Starting at the top of the listing, extract every line up to and including the one with "Target: bush". Pictures stay out of the copy.

Data provided:
↓↓↓
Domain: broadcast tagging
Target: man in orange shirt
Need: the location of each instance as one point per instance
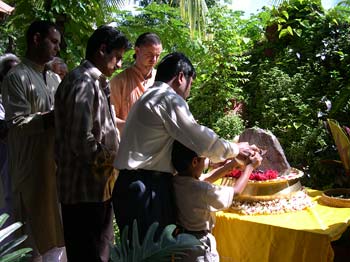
(129, 85)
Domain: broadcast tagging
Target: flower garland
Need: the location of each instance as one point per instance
(256, 175)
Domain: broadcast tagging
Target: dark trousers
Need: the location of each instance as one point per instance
(146, 196)
(88, 231)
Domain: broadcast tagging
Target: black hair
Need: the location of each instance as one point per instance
(40, 26)
(182, 156)
(108, 35)
(172, 64)
(148, 38)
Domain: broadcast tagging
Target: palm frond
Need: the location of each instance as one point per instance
(6, 250)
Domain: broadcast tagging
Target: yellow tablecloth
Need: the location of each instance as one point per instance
(296, 237)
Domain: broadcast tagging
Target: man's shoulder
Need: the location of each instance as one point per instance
(126, 73)
(80, 74)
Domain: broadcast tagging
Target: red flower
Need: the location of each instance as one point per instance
(256, 176)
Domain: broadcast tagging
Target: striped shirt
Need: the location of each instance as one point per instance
(86, 137)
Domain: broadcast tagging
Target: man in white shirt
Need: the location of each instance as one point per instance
(143, 190)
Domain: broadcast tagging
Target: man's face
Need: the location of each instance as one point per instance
(50, 45)
(147, 56)
(112, 61)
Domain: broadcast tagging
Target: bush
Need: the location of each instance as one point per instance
(229, 126)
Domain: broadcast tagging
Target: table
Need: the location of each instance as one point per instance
(296, 237)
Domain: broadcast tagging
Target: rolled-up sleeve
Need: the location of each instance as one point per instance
(18, 108)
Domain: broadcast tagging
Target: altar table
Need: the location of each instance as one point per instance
(301, 236)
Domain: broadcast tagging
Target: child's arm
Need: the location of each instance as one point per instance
(221, 171)
(242, 181)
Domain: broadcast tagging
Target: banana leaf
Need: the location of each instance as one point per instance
(342, 142)
(7, 250)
↑↑↑
Exercise output:
Domain: broadcast tagging
Target: man in orange shirt
Need: the location of each instance as one point per instance
(129, 85)
Domain: broadcast tagging
Target: flower garland
Need: the location of each instance as one point per instance
(256, 175)
Domain: broadcast tagging
Target: dark trousers
Need: the location of each instance as one point per instance
(146, 196)
(88, 231)
Domain: broadcast tagging
Target: black hair
Need: the location of each instance as one point per instance
(40, 26)
(182, 156)
(108, 35)
(172, 64)
(148, 38)
Domain: broadcast tagging
Target: palm frond
Need: the location of each instance as one point per instance
(6, 250)
Domain: broadcast tagging
Target: yellow tablecloth
Need: the location of each instance as one point per instance
(296, 237)
Domain: broadcast tagging
Target: man's shoulder
Need: the location of each instance as one point per instance
(126, 73)
(80, 74)
Domain: broadcast tagging
Target: red flower
Need: the location of each instance as one point per instance
(256, 176)
Domain: broadcast tagging
Target: striped shirt
Need: the location of each instance as one point per instance
(86, 137)
Domain: broadcast tagging
Target: man in white shirt
Need: the location of each instance as one point per instance
(143, 190)
Domain: broadcast tagging
Target: man's face
Need: the location of each instance as one point per instance
(50, 45)
(147, 56)
(112, 61)
Domain: broadcast tagging
Target: bush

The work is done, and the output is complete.